** Page **
--------

The effect of fire retardants on combustion and pyrolysis of sugar-cane bagasse
Highlights
► I study the effect of fire retardants on the pyrolysis and combustion of bagasse. ► I find these increase the char yield during pyrolysis. ► I find these reduce energy release during combustion. ► I find combining the chemicals shows no synergistic effects.
Introduction
Sugar-cane bagasse constitutes the fibrous residue of sugar-cane after undergoing conventional milling and the extraction of the sugar-cane juice. It contains 27–54% cellulose, 22–39% hemicellulose, 14–24% lignin and 3–5% inorganic matter (Aiman and Stubington, 1993). Sugar mills typically utilise this waste material to generate heat and power to run the sugar milling process (Edwards, 1991, Islam et al., 2010), but a significant proportion of the bagasse must be stockpiled. The stockpiled bagasse is of low economic value and constitutes an environmental problem to sugar mills and surrounding districts, especially if stockpiled for extended periods, due to the risk of spontaneous combustion occurring within the pile (Dawson et al., 1990). As a means of minimising this hazard, many mill furnaces are operated highly inefficiently so as to burn large portions of the excess bagasse – this, however, can have other environmentally detrimental effects to the surrounding community. Globally, 240 Mt of bagasse are produced annually from 800 Mt of processed cane (Kalderis et al., 2008) therefore by adopting more energy efficient modes of operation a substantial source of biomass suitable for alternative uses can be made available.

--------

** Excerpted data **

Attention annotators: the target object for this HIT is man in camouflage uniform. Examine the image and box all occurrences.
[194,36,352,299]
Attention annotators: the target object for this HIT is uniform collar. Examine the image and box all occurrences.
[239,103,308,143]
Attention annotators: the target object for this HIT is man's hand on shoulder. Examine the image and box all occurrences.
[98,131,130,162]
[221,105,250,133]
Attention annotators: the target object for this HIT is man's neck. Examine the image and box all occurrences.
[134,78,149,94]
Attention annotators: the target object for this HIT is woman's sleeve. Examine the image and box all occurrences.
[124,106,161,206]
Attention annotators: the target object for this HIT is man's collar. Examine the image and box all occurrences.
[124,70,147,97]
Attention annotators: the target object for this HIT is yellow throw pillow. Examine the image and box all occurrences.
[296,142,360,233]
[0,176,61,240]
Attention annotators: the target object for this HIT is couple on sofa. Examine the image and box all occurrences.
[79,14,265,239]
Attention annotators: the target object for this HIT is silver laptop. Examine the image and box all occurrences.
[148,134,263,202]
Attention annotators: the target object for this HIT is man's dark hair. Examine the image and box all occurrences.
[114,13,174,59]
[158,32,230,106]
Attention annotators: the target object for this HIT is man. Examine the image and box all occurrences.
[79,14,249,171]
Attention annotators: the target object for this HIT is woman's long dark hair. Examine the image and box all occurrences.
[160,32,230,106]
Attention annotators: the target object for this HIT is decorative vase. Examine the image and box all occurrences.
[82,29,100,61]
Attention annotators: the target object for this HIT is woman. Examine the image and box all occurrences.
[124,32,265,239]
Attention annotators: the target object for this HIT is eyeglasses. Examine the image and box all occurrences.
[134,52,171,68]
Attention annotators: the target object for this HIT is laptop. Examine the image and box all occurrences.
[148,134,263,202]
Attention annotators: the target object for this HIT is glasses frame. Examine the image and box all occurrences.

--------

** Required tasks **
**a)** List the constituents of bagasse that the bagasse article gives, each with its percentage range.
**b)** According to the bagasse article, how much bagasse is produced worldwide each year?
Use only the bagasse article, not the data.

** Solution set **
**a)**
- Cellulose: 27–54%
- Hemicellulose: 22–39%
- Lignin: 14–24%
- Inorganic matter: 3–5%

**b)** 240 Mt, from 800 Mt of processed cane.